(Trecho do documento):
++++++++
Mesmo sem restringir um conteúdo específico, a proposta proíbe “contas não autênticas” e “contas automatizadas não identificadas”, sendo essa última nos casos em que o usuário não informa o uso da automação para o provedor e o público em geral. Pelo menos para “contas não autênticas”, isso implicaria uma obrigação geral de monitoramento legal da identidade dos usuários, com implicações graves para a privacidade e a livre expressão.

As contas geralmente combinam ações automatizadas e não automatizadas. A proposta procura conter atividades maliciosas de robôs, mas atinge uma infinidade de outros usos. Empresas e grandes organizações têm ferramentas para ajudar a gerenciar redes sociais que permitem que funcionários diferentes publiquem sem ter acesso direto à conta e suas credenciais – o que não necessariamente transforma essa conta em um bot.

E mais: muitas campanhas usam ferramentas que permitem aos usuários postar mensagens padrão através de seus próprios perfis, não os configurando como bots. As ferramentas cruciais para o debate público e as contas que ingressam nessas campanhas seriam alvo de denúncias e censura abusivas. Abusos semelhantes acontecem aos montes, com base nos termos de serviços das plataformas e afetam desproporcionalmente grupos vulneráveis.
++++++++
(Dados extraídos):
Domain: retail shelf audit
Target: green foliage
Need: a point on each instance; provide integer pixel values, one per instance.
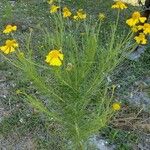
(121, 138)
(78, 99)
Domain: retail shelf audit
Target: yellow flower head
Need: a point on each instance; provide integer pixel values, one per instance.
(141, 39)
(136, 18)
(80, 15)
(50, 1)
(145, 28)
(54, 58)
(101, 16)
(9, 28)
(66, 12)
(54, 9)
(9, 46)
(135, 28)
(116, 106)
(119, 5)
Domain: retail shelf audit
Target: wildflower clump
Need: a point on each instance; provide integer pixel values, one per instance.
(119, 5)
(80, 15)
(135, 19)
(141, 39)
(54, 58)
(54, 9)
(9, 29)
(74, 92)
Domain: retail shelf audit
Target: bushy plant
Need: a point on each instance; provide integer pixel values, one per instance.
(72, 81)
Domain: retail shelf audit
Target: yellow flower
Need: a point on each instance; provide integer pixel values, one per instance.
(145, 28)
(9, 46)
(66, 12)
(141, 39)
(9, 28)
(116, 106)
(119, 5)
(80, 15)
(50, 1)
(136, 18)
(54, 9)
(135, 28)
(69, 67)
(101, 16)
(54, 58)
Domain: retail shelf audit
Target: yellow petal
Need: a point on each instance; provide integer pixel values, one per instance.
(55, 62)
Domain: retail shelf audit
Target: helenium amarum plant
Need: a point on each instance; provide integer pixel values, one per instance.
(71, 76)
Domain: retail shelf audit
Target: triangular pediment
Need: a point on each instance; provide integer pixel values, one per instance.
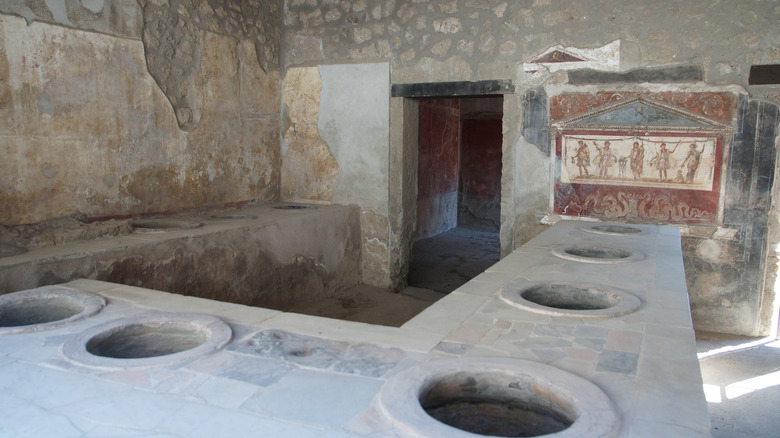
(557, 56)
(641, 113)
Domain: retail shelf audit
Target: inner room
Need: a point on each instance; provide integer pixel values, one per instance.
(458, 191)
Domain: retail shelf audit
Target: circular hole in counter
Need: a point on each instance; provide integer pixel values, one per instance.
(492, 404)
(155, 339)
(489, 396)
(598, 254)
(612, 229)
(570, 300)
(46, 308)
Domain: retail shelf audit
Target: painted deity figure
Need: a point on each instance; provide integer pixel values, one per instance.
(582, 158)
(662, 162)
(605, 159)
(637, 159)
(692, 160)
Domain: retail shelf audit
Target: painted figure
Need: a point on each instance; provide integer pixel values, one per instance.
(604, 160)
(695, 158)
(662, 162)
(637, 158)
(582, 157)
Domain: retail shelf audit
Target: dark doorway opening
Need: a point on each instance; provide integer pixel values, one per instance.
(458, 191)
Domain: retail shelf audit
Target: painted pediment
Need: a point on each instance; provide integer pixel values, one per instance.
(643, 114)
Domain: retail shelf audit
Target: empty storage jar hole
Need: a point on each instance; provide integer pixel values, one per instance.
(138, 341)
(597, 252)
(495, 405)
(291, 207)
(561, 296)
(38, 311)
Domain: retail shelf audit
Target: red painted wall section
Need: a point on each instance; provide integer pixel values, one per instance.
(480, 173)
(437, 169)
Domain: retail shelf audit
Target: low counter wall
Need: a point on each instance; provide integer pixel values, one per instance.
(263, 256)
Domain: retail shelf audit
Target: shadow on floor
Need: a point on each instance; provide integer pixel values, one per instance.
(448, 260)
(441, 264)
(742, 383)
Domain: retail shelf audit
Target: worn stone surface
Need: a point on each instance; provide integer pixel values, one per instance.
(308, 351)
(674, 75)
(726, 276)
(277, 263)
(438, 154)
(173, 49)
(121, 18)
(535, 116)
(415, 36)
(308, 168)
(173, 42)
(98, 137)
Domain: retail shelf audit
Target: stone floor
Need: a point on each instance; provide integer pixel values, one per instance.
(284, 374)
(741, 375)
(450, 259)
(742, 384)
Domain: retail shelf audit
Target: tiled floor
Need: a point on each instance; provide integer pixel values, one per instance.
(741, 375)
(447, 261)
(742, 384)
(293, 375)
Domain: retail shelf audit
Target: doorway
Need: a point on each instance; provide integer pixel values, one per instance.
(458, 191)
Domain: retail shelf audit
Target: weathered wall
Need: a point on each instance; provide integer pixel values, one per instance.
(336, 148)
(438, 149)
(470, 40)
(479, 198)
(84, 127)
(281, 258)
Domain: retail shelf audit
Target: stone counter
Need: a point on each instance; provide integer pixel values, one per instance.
(290, 375)
(268, 255)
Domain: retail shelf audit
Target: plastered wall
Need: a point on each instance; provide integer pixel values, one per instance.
(641, 47)
(85, 128)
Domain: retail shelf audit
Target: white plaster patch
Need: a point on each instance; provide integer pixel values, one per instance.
(607, 57)
(93, 5)
(709, 249)
(355, 123)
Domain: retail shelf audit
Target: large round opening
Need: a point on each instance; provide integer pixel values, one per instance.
(598, 252)
(492, 396)
(45, 308)
(33, 311)
(571, 300)
(153, 339)
(138, 341)
(567, 297)
(494, 405)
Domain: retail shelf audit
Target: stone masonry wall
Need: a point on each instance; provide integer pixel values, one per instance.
(699, 46)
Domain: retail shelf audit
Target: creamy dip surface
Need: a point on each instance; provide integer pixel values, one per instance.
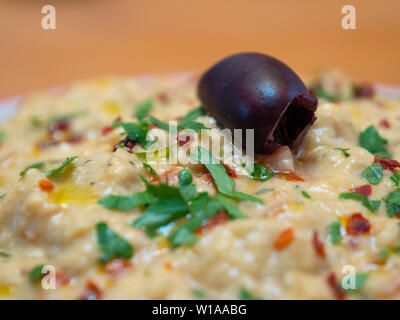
(298, 244)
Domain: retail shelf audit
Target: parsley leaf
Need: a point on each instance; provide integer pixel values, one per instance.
(393, 203)
(344, 151)
(261, 173)
(334, 231)
(196, 126)
(128, 202)
(230, 207)
(151, 171)
(225, 184)
(193, 115)
(134, 132)
(38, 165)
(373, 142)
(396, 179)
(373, 174)
(67, 116)
(245, 294)
(143, 108)
(161, 213)
(36, 272)
(163, 125)
(305, 195)
(371, 205)
(57, 171)
(262, 191)
(111, 244)
(351, 196)
(4, 254)
(186, 188)
(202, 209)
(360, 281)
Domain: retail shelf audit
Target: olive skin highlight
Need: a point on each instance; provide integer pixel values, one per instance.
(257, 91)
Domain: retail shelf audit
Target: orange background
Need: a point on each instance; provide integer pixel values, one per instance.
(97, 37)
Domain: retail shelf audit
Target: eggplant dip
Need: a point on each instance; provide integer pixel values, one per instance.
(86, 214)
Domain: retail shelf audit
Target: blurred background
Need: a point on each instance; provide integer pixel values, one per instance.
(129, 37)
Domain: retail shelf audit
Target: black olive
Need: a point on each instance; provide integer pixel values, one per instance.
(256, 91)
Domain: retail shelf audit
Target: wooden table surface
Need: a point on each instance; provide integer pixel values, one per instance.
(97, 37)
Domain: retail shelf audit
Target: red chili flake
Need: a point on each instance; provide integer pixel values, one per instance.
(162, 97)
(318, 245)
(91, 292)
(232, 173)
(218, 219)
(357, 224)
(387, 163)
(184, 139)
(364, 91)
(171, 175)
(62, 278)
(106, 130)
(365, 190)
(339, 292)
(284, 239)
(384, 124)
(116, 267)
(45, 185)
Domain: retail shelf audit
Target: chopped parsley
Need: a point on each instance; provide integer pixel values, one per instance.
(67, 116)
(225, 184)
(36, 272)
(373, 174)
(186, 122)
(38, 165)
(261, 173)
(143, 108)
(245, 294)
(4, 254)
(344, 151)
(111, 244)
(201, 209)
(351, 196)
(199, 294)
(393, 203)
(230, 206)
(396, 179)
(54, 173)
(374, 143)
(135, 132)
(360, 280)
(371, 205)
(124, 203)
(334, 231)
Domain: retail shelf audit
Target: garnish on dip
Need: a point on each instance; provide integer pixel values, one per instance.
++++++++
Retome o trecho sobre a proposta que proíbe contas não autênticas e contas automatizadas não identificadas, continuando-o a partir da última frase. A listagem não é necessária aqui.

Para piorar a situação, essas definições gerais podem servir para criminalizar ativistas, movimentos sociais e organizações. A proposta inclui a operação de contas não autênticas, contas automatizadas não identificadas ou redes de distribuição artificial não identificadas como semelhantes às organizações criminosas, encaixando-se ainda nas leis de lavagem de dinheiro do país, com altas penas de prisão. Além disso, essas leis autorizam os promotores e a polícia a acessar os dados dos usuários sem ordem judicial em investigações criminais.

Identificando todo mundo

O projeto de lei obriga grandes redes sociais e aplicativos de mensagens privadas a exigir que todos os usuários sejam identificados. Seria um requisito retroativo, o que significa que todos aqueles que já possuem contas terão que apresentar um documento de identificação.

Propostas como essa sempre vêm com uma série de perigos. Embora a lei garanta o uso de um pseudônimo para o público em geral, e exija uma ordem judicial para obter a identidade real do usuário, traz consigo exceções questionáveis.

As infrações criminais criadas pelo projeto de lei, incluídas nas leis sobre organizações criminosas e lavagem de dinheiro, poderiam servir para autorizar o chefe da polícia civil e os promotores a acessar os dados dos usuários, incluindo nome e endereço, sem mandado.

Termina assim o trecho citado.